## [GIVEN REQUEST]
Locate the line that contains "the front wheel". Print it and every subsequent line through the final line of the records, exactly and only those.

## [MATERIAL PROVIDED]
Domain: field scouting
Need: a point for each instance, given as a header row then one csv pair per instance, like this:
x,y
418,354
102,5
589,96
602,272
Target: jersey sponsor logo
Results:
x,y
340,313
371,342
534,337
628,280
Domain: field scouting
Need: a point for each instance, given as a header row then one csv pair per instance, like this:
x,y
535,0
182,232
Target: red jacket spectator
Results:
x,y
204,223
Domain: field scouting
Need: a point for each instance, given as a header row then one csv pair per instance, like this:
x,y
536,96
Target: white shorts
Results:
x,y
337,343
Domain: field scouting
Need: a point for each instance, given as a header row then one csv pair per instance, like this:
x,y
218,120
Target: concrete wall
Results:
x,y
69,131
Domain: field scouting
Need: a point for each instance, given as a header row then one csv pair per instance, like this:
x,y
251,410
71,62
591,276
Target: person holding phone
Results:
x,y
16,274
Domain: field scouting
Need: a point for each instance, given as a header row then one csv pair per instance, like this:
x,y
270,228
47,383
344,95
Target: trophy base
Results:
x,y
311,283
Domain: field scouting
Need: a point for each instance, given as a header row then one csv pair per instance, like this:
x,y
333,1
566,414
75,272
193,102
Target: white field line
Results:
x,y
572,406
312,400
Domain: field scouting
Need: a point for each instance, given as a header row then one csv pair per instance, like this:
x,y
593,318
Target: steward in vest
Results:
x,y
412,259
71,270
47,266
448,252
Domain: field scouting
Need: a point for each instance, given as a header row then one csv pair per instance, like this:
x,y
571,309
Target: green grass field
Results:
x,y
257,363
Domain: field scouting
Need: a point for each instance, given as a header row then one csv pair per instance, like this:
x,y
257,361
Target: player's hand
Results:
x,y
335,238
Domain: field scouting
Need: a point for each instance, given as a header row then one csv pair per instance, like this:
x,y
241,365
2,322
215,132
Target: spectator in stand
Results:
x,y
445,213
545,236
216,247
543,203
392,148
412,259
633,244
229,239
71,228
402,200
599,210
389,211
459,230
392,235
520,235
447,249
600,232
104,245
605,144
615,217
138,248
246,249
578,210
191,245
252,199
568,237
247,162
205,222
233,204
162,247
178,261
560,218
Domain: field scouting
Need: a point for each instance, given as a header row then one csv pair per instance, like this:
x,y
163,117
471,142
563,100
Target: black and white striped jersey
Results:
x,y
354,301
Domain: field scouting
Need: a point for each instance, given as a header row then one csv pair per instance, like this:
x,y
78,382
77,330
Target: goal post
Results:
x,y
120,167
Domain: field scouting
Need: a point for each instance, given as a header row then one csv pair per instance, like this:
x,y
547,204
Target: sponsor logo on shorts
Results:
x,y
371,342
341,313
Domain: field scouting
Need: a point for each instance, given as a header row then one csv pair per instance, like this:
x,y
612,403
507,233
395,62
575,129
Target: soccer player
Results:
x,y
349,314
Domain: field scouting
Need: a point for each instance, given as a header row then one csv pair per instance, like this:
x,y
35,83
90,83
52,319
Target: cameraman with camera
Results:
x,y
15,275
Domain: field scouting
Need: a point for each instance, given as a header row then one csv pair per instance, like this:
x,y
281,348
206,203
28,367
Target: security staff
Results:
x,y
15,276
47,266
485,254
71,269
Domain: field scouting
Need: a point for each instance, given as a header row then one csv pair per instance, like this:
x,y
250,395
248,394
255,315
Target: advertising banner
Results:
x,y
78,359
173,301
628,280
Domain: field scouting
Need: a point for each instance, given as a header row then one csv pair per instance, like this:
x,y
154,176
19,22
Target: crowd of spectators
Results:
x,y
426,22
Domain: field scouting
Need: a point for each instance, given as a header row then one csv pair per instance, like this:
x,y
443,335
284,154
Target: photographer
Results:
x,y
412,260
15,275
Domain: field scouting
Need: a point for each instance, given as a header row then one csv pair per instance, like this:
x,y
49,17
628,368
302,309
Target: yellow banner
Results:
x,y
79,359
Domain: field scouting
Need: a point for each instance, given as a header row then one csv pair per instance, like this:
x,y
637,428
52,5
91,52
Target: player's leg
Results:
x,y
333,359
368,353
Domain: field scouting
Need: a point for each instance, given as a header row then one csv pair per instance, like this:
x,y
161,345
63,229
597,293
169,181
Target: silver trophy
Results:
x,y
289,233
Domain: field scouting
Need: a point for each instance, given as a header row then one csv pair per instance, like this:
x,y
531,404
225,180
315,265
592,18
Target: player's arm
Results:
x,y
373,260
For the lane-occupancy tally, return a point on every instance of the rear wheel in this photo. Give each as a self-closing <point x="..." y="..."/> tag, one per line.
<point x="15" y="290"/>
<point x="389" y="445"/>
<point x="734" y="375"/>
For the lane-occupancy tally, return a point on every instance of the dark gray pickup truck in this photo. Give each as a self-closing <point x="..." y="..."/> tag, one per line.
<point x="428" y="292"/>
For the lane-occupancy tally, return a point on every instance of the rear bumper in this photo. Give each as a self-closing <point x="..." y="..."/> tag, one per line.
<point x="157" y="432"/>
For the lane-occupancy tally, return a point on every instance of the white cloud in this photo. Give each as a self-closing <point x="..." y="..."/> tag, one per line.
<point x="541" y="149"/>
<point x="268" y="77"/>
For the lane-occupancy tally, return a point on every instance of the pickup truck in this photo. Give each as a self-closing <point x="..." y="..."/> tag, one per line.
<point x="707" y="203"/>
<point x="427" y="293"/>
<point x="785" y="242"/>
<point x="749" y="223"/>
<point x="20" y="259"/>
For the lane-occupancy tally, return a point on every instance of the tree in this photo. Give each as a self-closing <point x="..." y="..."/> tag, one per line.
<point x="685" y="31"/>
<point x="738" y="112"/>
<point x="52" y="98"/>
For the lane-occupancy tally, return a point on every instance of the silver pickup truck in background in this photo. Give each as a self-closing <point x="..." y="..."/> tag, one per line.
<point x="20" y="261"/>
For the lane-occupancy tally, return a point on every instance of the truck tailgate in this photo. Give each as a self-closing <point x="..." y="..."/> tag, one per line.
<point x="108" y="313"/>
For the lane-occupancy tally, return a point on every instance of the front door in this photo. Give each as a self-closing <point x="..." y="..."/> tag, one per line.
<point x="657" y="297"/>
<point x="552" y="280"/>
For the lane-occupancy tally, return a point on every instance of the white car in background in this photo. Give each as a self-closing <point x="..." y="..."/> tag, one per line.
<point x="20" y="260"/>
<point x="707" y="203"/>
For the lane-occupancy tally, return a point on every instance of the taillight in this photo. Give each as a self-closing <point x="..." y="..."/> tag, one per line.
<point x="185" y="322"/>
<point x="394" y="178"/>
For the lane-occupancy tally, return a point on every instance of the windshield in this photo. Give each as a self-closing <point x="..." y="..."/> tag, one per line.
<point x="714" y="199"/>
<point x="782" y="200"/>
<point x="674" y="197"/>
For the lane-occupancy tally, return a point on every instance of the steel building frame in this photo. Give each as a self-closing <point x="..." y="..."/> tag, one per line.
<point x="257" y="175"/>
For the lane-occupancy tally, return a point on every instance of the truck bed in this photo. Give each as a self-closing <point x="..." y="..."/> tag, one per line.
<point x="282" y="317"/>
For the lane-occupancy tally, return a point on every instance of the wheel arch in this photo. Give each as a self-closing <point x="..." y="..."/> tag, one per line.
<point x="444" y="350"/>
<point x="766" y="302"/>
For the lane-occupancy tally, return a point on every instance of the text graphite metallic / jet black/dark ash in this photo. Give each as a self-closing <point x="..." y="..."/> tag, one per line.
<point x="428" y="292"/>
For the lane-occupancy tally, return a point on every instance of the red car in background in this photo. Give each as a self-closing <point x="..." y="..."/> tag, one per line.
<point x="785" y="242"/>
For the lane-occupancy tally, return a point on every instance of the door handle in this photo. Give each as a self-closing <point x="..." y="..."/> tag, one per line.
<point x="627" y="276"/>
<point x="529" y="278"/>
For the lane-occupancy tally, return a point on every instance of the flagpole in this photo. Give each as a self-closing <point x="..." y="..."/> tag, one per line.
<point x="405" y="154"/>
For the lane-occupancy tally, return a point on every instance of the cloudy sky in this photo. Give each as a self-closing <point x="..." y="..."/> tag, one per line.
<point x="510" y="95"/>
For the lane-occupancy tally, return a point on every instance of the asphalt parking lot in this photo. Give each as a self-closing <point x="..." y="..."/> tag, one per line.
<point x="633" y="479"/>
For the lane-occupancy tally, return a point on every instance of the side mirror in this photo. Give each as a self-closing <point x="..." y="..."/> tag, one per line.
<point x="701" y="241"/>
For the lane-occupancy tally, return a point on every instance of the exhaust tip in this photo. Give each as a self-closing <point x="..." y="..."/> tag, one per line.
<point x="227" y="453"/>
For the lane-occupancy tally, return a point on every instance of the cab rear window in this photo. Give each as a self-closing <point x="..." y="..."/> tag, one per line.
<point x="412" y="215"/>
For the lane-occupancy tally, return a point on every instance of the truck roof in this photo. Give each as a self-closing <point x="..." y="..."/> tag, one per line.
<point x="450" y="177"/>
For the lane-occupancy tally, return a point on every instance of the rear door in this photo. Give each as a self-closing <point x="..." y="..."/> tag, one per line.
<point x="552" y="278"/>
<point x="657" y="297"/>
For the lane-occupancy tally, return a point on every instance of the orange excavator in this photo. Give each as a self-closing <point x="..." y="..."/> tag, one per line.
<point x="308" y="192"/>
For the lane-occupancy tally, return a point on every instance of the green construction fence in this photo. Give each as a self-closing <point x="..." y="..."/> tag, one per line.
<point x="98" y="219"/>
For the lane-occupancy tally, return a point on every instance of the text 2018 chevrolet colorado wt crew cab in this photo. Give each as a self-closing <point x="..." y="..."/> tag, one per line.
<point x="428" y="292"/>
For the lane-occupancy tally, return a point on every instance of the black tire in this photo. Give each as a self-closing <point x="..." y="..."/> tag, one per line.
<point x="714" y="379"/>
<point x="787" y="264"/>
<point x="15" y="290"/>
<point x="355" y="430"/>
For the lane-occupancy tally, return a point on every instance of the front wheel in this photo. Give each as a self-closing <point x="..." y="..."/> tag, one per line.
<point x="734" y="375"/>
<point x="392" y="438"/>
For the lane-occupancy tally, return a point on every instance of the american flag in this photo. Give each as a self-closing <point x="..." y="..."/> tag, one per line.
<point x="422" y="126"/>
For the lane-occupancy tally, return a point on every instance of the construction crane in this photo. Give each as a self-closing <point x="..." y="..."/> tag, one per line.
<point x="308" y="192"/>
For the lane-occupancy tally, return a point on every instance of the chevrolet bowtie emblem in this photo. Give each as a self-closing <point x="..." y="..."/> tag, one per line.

## [ANSWER TO THIS PROBLEM]
For the lane-occupancy tally, return a point on every instance of the front wheel in this photo. Give each as a self-closing <point x="..." y="..."/> tag, one per line.
<point x="734" y="375"/>
<point x="392" y="438"/>
For the lane-occupancy tally, return a point on every instance of the american flag in this photo. Give each as a self-closing <point x="..." y="..."/> tag, one per line.
<point x="422" y="126"/>
For the lane-occupancy tally, return a point on every instance of the construction crane in this photo. Give each as a self-closing <point x="..." y="..."/> tag, one per line.
<point x="308" y="192"/>
For the lane-occupancy tally, return a point on every instance of the chevrolet bowtie emblem in this photo. Give each as a self-closing <point x="..." y="..."/> tag, one per line.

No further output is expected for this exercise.